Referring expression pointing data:
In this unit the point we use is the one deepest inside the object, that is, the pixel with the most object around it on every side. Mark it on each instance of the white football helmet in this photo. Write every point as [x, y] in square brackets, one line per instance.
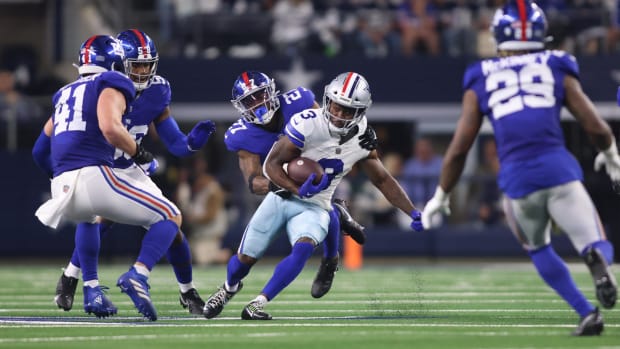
[351, 91]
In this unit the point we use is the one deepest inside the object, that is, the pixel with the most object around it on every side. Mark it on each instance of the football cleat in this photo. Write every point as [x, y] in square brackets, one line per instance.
[191, 300]
[135, 286]
[254, 311]
[348, 225]
[65, 292]
[216, 302]
[590, 325]
[96, 302]
[604, 280]
[324, 277]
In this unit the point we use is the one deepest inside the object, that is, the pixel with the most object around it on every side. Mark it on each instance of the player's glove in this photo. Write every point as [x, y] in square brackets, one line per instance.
[199, 135]
[439, 203]
[142, 155]
[283, 193]
[416, 223]
[150, 167]
[611, 160]
[368, 140]
[308, 190]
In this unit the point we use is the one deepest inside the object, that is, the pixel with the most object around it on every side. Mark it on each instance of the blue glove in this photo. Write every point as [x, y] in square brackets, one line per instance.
[199, 135]
[308, 190]
[150, 168]
[416, 224]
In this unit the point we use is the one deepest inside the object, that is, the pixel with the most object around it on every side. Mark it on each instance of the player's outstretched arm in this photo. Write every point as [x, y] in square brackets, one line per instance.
[176, 141]
[41, 151]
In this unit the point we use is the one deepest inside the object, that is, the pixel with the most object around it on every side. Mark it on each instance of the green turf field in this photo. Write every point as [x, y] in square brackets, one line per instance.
[409, 305]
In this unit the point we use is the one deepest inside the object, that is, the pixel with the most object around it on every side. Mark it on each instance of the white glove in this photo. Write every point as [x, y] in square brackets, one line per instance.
[439, 203]
[611, 160]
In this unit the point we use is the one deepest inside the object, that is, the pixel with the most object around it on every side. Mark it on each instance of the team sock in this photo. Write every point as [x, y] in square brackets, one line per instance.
[554, 272]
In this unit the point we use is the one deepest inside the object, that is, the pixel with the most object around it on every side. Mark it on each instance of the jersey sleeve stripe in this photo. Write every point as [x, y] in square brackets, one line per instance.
[295, 136]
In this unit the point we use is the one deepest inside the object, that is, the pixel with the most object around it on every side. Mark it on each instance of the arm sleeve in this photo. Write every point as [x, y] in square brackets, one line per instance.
[41, 153]
[173, 138]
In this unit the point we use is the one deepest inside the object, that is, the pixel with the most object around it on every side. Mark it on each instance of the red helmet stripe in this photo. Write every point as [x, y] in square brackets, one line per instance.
[523, 17]
[87, 48]
[346, 82]
[142, 41]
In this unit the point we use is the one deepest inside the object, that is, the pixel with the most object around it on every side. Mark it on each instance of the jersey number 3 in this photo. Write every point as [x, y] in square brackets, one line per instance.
[512, 91]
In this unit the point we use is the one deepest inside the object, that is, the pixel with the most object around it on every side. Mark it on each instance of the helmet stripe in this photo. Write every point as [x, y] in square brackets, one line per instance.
[142, 42]
[346, 83]
[87, 48]
[523, 18]
[246, 79]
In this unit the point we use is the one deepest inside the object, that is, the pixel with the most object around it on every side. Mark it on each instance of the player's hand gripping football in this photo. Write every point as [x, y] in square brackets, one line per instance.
[439, 203]
[368, 140]
[308, 189]
[142, 155]
[611, 160]
[199, 135]
[416, 223]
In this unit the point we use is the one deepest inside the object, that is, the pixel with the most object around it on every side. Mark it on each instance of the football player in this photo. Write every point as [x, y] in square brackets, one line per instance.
[328, 135]
[151, 107]
[522, 92]
[264, 113]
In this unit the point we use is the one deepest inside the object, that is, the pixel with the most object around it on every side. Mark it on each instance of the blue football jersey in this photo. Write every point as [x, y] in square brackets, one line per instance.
[243, 135]
[522, 96]
[147, 106]
[76, 139]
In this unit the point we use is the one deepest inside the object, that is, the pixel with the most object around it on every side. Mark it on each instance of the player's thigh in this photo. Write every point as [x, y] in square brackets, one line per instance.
[574, 212]
[307, 221]
[528, 219]
[264, 226]
[120, 198]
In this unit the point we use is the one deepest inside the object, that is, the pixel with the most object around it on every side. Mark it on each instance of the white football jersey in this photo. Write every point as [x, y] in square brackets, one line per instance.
[310, 132]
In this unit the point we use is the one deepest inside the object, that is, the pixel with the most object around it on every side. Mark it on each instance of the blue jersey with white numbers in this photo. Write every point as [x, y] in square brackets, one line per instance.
[243, 135]
[522, 96]
[76, 139]
[148, 105]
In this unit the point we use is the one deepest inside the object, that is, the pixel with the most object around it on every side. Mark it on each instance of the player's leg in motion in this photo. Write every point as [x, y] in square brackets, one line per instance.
[134, 282]
[180, 258]
[67, 283]
[236, 270]
[285, 272]
[329, 263]
[529, 219]
[87, 242]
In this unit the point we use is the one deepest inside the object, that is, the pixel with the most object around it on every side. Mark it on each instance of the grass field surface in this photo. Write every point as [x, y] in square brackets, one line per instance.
[406, 305]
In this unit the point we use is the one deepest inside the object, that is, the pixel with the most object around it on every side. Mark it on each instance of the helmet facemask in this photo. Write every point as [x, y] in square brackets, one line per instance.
[141, 71]
[258, 105]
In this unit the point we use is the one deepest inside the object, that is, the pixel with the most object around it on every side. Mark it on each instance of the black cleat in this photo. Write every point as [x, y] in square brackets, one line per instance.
[324, 277]
[590, 325]
[348, 225]
[254, 311]
[65, 292]
[604, 280]
[215, 304]
[191, 299]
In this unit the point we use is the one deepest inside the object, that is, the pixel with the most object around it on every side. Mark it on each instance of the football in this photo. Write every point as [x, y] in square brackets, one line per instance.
[300, 168]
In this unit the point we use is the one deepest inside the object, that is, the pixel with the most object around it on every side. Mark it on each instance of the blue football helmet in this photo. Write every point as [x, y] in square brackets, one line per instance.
[142, 57]
[101, 53]
[254, 95]
[519, 25]
[352, 93]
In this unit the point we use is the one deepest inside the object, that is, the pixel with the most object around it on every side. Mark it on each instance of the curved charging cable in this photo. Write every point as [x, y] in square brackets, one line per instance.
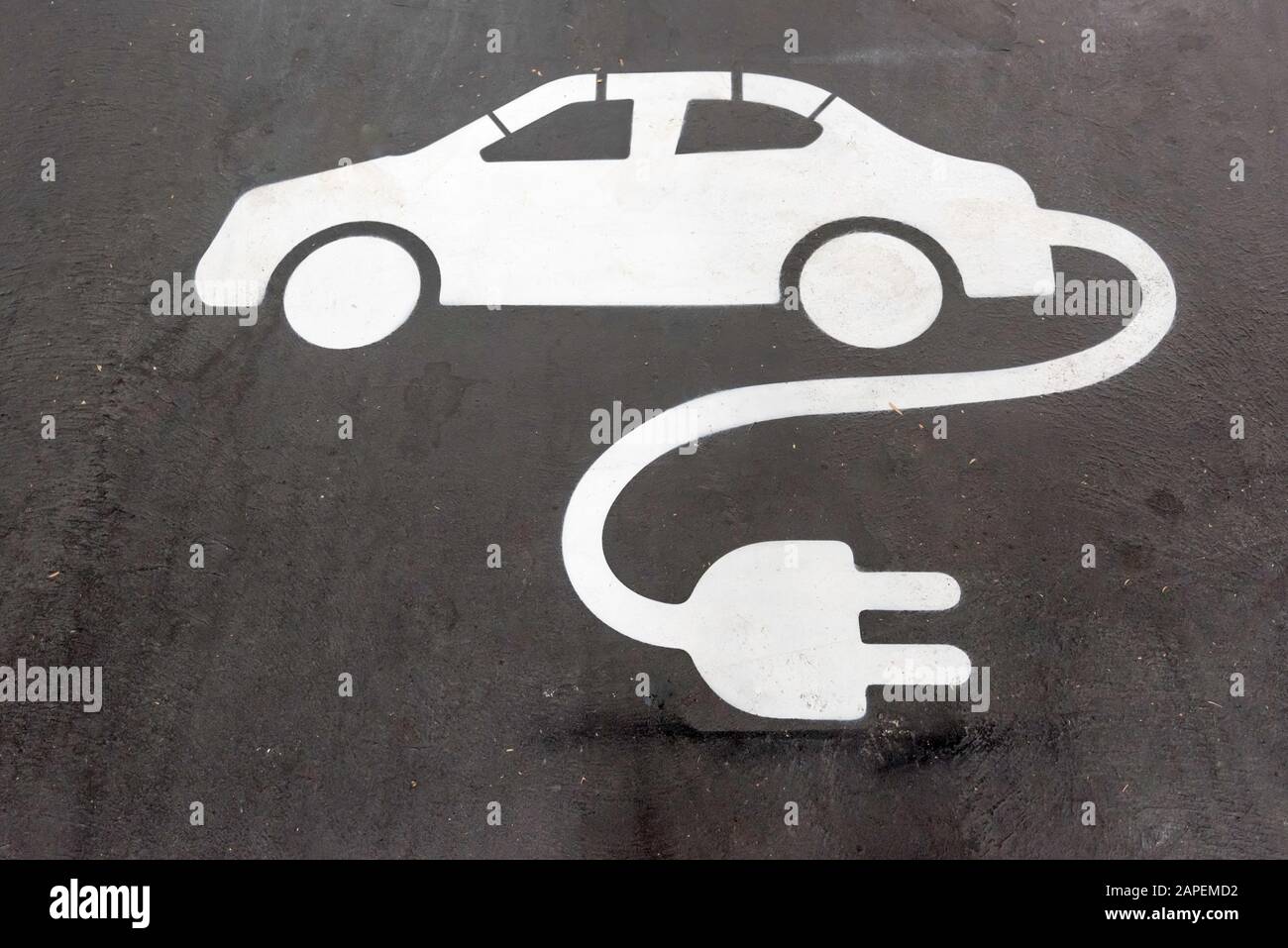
[773, 627]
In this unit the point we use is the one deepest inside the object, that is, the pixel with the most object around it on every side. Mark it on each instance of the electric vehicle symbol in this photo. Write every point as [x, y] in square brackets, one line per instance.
[700, 189]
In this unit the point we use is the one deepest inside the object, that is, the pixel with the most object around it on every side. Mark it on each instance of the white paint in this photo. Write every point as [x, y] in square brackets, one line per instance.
[351, 292]
[660, 228]
[871, 290]
[656, 228]
[784, 642]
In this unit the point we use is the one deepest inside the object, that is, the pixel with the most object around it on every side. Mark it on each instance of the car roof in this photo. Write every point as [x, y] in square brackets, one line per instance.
[773, 90]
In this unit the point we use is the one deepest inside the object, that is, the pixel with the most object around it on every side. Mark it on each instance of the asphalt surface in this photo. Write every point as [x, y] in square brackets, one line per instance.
[472, 428]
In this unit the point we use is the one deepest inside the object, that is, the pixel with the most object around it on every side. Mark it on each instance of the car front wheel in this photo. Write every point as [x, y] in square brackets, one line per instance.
[352, 291]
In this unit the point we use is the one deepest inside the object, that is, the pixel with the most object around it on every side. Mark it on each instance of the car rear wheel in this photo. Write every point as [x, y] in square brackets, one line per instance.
[871, 290]
[352, 291]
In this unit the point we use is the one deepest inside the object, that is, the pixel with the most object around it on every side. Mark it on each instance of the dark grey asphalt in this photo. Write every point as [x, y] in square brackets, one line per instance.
[472, 428]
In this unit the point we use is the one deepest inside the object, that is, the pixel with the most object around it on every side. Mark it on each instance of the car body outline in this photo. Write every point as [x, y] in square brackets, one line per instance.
[656, 228]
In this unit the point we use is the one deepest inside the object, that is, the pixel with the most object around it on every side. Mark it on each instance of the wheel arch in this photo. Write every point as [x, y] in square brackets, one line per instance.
[430, 273]
[943, 262]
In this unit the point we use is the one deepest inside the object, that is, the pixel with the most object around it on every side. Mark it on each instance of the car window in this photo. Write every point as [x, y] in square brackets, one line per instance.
[579, 132]
[735, 125]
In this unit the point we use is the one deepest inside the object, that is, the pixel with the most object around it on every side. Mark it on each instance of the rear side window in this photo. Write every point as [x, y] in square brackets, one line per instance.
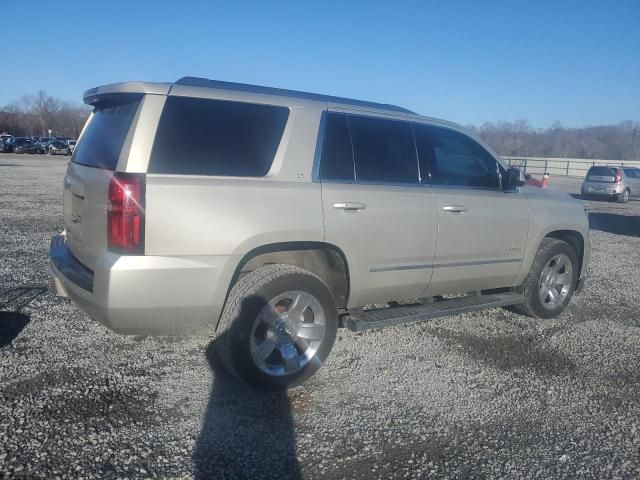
[337, 154]
[384, 150]
[601, 172]
[215, 137]
[104, 136]
[454, 158]
[368, 150]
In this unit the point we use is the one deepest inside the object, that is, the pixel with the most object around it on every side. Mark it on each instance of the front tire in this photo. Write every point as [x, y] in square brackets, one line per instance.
[277, 327]
[551, 281]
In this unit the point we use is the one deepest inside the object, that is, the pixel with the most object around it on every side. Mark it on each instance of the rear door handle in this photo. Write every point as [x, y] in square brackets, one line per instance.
[454, 208]
[350, 206]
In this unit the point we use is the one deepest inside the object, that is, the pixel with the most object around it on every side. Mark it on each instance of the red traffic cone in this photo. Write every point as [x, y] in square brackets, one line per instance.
[545, 180]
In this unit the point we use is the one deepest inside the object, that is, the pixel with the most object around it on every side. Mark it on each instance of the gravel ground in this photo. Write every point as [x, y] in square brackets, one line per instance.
[488, 394]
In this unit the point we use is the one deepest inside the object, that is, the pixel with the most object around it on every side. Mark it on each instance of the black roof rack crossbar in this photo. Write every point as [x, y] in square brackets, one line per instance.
[244, 87]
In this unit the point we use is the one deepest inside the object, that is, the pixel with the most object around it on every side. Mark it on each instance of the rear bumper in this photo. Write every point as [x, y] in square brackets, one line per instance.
[144, 295]
[603, 190]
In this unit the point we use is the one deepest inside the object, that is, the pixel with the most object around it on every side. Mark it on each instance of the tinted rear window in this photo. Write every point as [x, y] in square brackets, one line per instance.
[601, 172]
[105, 134]
[215, 137]
[384, 150]
[337, 154]
[379, 150]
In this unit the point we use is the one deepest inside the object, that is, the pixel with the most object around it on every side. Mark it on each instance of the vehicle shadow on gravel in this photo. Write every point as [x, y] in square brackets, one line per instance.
[13, 321]
[615, 223]
[245, 433]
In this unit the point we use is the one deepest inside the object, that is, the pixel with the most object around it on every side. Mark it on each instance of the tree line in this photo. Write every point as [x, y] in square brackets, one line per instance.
[620, 141]
[35, 115]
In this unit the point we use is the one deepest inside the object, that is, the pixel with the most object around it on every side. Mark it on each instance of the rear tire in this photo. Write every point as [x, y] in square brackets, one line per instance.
[277, 327]
[551, 281]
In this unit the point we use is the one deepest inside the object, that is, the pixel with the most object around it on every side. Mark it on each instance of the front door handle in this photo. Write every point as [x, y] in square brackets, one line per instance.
[454, 208]
[350, 206]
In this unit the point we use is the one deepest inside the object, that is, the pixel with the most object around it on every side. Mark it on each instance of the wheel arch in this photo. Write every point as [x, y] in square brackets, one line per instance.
[325, 260]
[574, 239]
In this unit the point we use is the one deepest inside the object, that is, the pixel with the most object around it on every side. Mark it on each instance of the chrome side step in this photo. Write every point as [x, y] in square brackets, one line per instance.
[358, 320]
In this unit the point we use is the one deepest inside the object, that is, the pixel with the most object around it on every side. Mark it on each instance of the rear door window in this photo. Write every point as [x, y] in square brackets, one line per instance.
[105, 134]
[337, 155]
[214, 137]
[384, 151]
[601, 173]
[455, 159]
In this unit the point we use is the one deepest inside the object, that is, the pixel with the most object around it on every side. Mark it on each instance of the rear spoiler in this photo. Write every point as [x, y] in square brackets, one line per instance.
[96, 94]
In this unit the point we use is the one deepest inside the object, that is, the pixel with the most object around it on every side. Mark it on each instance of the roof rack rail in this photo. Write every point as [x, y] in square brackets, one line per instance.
[244, 87]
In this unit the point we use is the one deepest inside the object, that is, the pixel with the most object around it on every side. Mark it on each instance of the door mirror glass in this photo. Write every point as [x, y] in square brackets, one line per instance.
[512, 179]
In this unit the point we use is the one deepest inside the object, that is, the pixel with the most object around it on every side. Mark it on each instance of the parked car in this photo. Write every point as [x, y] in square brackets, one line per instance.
[23, 145]
[59, 147]
[274, 217]
[43, 144]
[611, 182]
[5, 143]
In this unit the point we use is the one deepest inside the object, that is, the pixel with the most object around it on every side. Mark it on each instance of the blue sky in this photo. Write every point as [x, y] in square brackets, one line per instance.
[577, 62]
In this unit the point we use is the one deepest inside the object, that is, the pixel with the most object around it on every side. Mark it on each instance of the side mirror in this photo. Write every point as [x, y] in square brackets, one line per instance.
[512, 179]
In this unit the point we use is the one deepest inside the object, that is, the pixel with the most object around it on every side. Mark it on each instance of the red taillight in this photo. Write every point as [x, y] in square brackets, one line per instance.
[125, 213]
[618, 175]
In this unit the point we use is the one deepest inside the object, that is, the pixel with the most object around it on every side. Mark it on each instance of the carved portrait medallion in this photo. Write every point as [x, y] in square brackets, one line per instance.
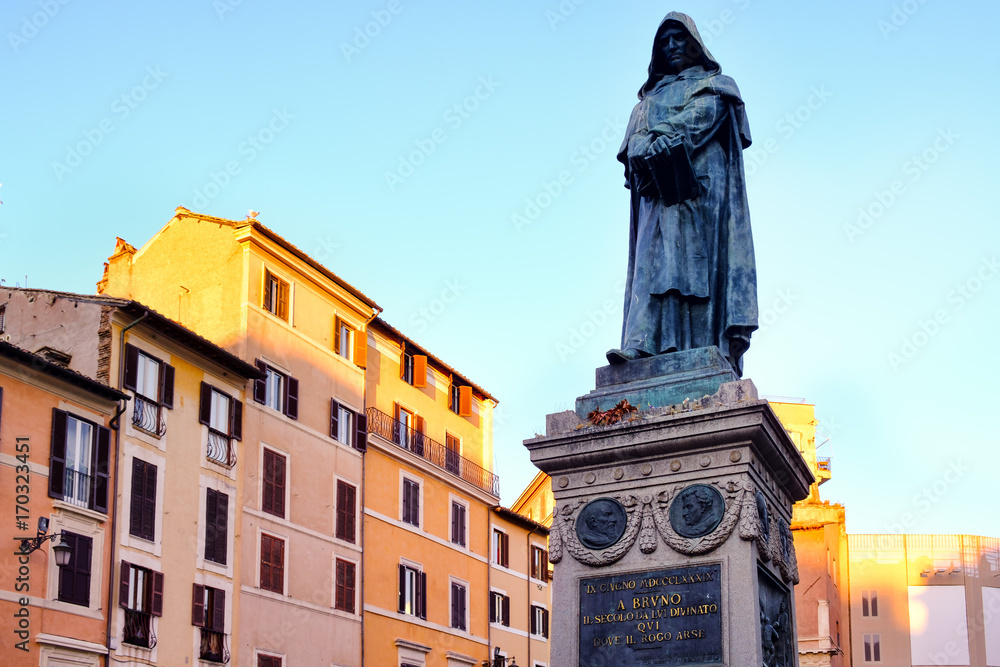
[601, 523]
[697, 510]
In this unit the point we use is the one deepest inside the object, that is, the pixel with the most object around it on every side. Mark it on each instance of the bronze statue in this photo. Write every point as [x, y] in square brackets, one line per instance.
[691, 278]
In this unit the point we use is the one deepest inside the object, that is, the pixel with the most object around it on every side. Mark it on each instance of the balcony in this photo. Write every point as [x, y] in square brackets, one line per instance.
[213, 646]
[148, 416]
[432, 451]
[138, 629]
[220, 448]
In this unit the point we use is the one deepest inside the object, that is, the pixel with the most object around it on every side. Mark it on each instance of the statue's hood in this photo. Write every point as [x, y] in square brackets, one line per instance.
[657, 70]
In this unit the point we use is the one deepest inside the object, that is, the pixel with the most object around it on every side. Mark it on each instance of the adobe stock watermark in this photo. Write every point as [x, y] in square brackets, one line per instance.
[757, 155]
[593, 322]
[248, 150]
[929, 496]
[121, 107]
[437, 307]
[581, 159]
[454, 116]
[364, 34]
[956, 300]
[38, 20]
[899, 16]
[914, 168]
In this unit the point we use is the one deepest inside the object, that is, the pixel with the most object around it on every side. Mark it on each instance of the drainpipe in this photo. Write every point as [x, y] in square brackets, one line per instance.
[114, 507]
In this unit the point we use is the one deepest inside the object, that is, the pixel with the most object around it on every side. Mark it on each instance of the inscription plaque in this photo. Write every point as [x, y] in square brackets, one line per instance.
[652, 618]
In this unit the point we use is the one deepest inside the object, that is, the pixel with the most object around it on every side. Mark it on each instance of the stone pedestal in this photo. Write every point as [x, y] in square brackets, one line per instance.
[671, 534]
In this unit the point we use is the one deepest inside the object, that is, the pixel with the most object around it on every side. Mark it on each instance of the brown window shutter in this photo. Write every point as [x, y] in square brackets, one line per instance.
[156, 599]
[57, 458]
[198, 606]
[236, 428]
[205, 404]
[465, 401]
[131, 367]
[292, 397]
[101, 463]
[361, 348]
[218, 610]
[167, 386]
[419, 370]
[123, 583]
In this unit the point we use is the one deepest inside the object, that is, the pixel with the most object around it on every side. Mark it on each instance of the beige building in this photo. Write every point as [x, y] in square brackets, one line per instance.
[255, 294]
[925, 600]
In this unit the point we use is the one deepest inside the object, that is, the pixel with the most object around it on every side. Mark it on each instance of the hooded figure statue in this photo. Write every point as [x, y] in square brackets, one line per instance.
[691, 279]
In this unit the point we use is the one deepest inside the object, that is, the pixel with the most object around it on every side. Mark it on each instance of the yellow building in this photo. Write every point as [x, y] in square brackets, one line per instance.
[247, 289]
[175, 442]
[429, 490]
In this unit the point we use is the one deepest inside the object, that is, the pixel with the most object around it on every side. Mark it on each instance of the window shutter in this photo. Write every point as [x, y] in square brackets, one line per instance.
[401, 608]
[361, 348]
[205, 404]
[292, 397]
[218, 610]
[123, 577]
[419, 370]
[102, 462]
[156, 596]
[221, 528]
[465, 401]
[57, 458]
[422, 595]
[198, 606]
[167, 386]
[131, 367]
[260, 384]
[361, 432]
[236, 428]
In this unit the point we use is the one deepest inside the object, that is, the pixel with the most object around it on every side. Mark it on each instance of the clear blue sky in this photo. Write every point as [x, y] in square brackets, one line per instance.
[351, 145]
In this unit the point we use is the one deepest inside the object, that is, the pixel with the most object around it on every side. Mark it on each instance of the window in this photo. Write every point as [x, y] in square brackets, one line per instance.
[223, 415]
[539, 621]
[501, 548]
[539, 563]
[152, 381]
[452, 453]
[348, 427]
[142, 508]
[458, 513]
[458, 606]
[140, 593]
[275, 295]
[272, 563]
[412, 588]
[273, 489]
[411, 502]
[499, 608]
[74, 577]
[78, 465]
[216, 526]
[344, 596]
[873, 652]
[346, 511]
[869, 603]
[461, 400]
[277, 391]
[208, 612]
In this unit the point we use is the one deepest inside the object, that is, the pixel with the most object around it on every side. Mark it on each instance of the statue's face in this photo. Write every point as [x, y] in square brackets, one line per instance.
[678, 49]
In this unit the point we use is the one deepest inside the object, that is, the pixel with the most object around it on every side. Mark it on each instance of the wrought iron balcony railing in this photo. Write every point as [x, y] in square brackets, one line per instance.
[221, 448]
[214, 646]
[138, 629]
[147, 416]
[416, 442]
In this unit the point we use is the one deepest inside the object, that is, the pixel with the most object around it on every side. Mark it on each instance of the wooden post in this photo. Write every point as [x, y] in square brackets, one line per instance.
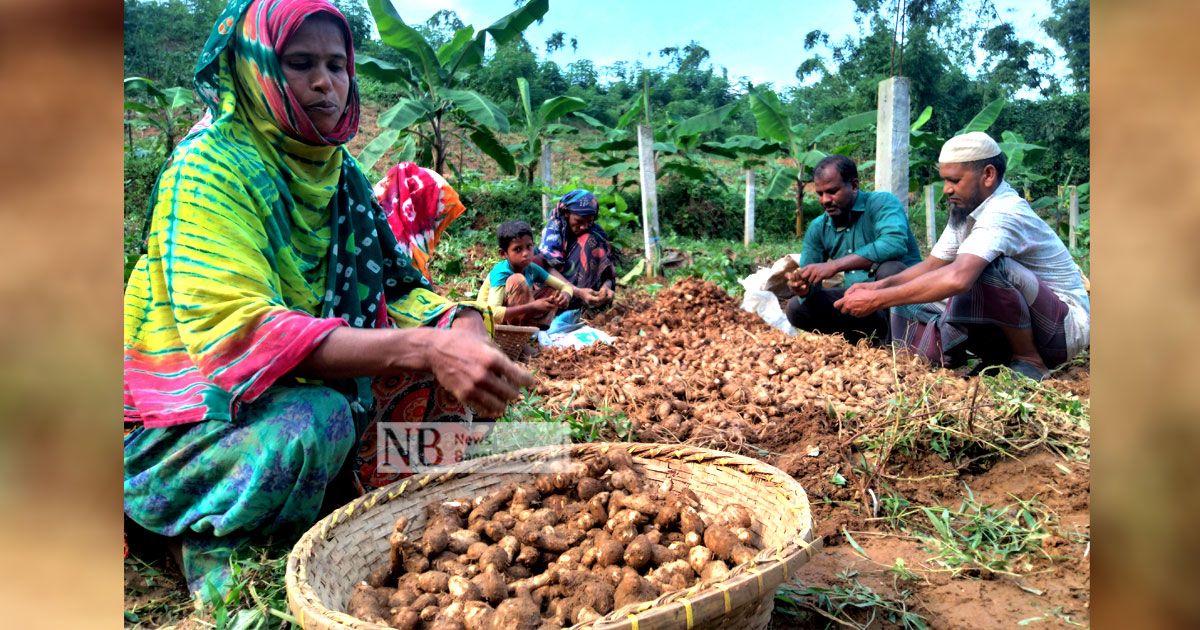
[1057, 210]
[892, 138]
[799, 201]
[748, 235]
[1073, 217]
[931, 215]
[649, 198]
[547, 179]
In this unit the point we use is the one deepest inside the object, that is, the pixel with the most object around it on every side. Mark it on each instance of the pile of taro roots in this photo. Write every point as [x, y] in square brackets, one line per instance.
[563, 549]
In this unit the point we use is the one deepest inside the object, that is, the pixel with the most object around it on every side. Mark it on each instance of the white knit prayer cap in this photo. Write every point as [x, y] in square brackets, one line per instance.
[969, 148]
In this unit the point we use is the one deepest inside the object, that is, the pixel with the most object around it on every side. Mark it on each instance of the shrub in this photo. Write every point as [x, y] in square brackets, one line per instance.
[141, 174]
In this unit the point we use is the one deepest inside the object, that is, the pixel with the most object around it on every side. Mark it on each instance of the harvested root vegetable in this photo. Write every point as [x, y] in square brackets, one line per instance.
[726, 546]
[463, 589]
[564, 549]
[403, 618]
[714, 571]
[433, 582]
[365, 604]
[633, 589]
[491, 586]
[699, 557]
[477, 616]
[517, 613]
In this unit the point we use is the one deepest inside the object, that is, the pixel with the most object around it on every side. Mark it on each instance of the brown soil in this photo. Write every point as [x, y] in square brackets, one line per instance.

• EXERCISE: Reproduce exactly the lines from the one containing "of the harvested" through the last line of the records above, including both, and nothing else.

• OUTPUT FOR THIS EXERCISE:
In this unit the point we use is the one deepest inside the object, that is, the pixel with the most object around it on every side. Mark it on each instance of the harvested root vegetable in this photo. Write every point as [x, y] in square brackets, one line per instance.
[726, 546]
[463, 589]
[564, 549]
[403, 618]
[714, 571]
[433, 582]
[365, 604]
[633, 589]
[491, 586]
[699, 557]
[477, 616]
[517, 613]
In this unit the point we use is the one deepest inside the object, that is, the pixel with the most object around it on every side. Mark it on each instance of the brown soil in this photo. Write every point as [x, y] in square brackets, one line per instance.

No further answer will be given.